-------- TASK INPUT

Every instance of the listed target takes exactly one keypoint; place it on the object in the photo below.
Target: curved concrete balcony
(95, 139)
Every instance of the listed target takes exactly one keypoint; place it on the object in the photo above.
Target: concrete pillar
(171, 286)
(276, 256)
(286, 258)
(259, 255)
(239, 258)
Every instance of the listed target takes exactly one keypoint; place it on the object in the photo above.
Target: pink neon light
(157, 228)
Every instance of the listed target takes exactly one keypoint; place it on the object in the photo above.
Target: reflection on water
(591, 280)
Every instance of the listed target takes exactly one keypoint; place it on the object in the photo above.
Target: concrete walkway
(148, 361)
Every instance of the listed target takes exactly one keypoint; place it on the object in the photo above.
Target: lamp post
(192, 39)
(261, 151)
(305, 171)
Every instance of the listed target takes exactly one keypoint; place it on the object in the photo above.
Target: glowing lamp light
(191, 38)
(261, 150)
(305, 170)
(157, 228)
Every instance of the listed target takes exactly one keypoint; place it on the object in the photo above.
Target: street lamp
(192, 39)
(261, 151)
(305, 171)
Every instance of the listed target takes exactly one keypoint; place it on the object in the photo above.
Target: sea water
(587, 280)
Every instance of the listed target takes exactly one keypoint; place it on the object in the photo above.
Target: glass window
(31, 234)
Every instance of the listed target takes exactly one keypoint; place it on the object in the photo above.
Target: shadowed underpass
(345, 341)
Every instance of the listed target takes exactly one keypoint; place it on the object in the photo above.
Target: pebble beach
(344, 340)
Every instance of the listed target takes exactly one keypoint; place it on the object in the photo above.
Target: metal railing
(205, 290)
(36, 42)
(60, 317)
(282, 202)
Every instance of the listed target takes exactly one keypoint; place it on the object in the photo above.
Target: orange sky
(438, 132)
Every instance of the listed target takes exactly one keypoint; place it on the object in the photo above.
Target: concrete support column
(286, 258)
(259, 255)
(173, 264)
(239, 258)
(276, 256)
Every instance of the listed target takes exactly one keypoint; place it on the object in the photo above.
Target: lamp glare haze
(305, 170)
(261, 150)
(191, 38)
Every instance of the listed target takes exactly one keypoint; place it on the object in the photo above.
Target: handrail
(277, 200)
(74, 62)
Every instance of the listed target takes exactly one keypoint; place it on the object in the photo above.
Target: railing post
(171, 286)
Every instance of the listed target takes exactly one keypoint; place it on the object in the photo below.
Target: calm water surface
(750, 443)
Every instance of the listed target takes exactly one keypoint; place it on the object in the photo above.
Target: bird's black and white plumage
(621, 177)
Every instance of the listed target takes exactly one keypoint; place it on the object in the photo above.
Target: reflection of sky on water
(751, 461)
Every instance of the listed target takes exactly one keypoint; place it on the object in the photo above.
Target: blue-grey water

----------------

◆ **THE REQUEST**: Give back all the records exactly as they stand.

◆ **FULL RESPONSE**:
Every instance of the listed target takes exactly one keypoint; place it on the object in the photo below.
Target: curved concrete balcony
(95, 139)
Every instance of the listed target takes exactly one keypoint; place it on the object in the photo above.
Target: concrete pillar
(171, 286)
(276, 256)
(286, 258)
(259, 255)
(239, 258)
Every instance of the listed target takes exactly one keypoint; place it on the object in the photo above.
Target: pink neon light
(157, 228)
Every instance of the listed target takes exactly one keypoint; place it on the object in the photo above.
Target: reflection on water
(591, 280)
Every instance of the listed target takes exactly one keypoint; place it on the object in the photo above.
Target: concrete walkway
(148, 361)
Every instance of the listed target takes exactly one keypoint; place it on the object in the photo above.
Target: lamp post
(192, 39)
(261, 151)
(305, 171)
Every instance of the listed target takes exactly one keypoint; place it on the object in the photo above.
Target: glowing lamp light
(191, 38)
(261, 150)
(305, 170)
(157, 228)
Every instance of the listed target takes exactly one keypoint; place it on the object in the photo above.
Target: street lamp
(192, 39)
(261, 151)
(305, 171)
Every instance of the listed target takes exactly one keypoint; place it on the object in the photo above.
Target: sea water
(587, 280)
Every instance of the listed target takes exactly one keypoint; place it on the object in the photo above.
Target: glass window
(31, 234)
Every instance of the listed target takes exactly one keypoint; place it on the object in the photo above.
Target: shadowed underpass
(345, 341)
Every instance of the listed target takes exactly one keypoint; place it on the object in the photo above.
Target: pebble beach
(344, 340)
Every instance of the listed target takes exactly one keypoint; place it on the object in the photo above.
Target: metal railing
(205, 290)
(36, 42)
(60, 317)
(282, 202)
Every instance of the listed target takes exactly one keypoint; place it on the object in the photo above.
Target: orange sky
(438, 132)
Every instance of the listed target takes exactly one keypoint; place it on the object in the photo above.
Target: concrete support column
(286, 258)
(259, 255)
(173, 264)
(239, 258)
(276, 256)
Every instance of the listed target takes exactly one keypoint; place it on the object in the photo above.
Target: lamp glare haze
(305, 170)
(261, 150)
(191, 38)
Every instance of the listed target takes exactly one keypoint; place it on the object in the photo above.
Target: handrail
(277, 200)
(74, 62)
Every instance of the listed target takes exactly one keypoint; place it on the object in the photo above.
Target: railing post
(171, 286)
Every instance of the listed target takes exactly one keypoint; place it on the object in the photo below.
Target: calm water surface
(750, 443)
Every instance of the listed target takes exactly one keypoint; place it on the object in the photo above.
Target: bird's black and white plumage
(621, 177)
Every instance of the listed target takes exactly one keypoint; place it on the object in the photo above.
Target: reflection of sky on water
(751, 461)
Every instance of the listed target takes exactly one keypoint; place it on the object in the photo above.
Target: blue-grey water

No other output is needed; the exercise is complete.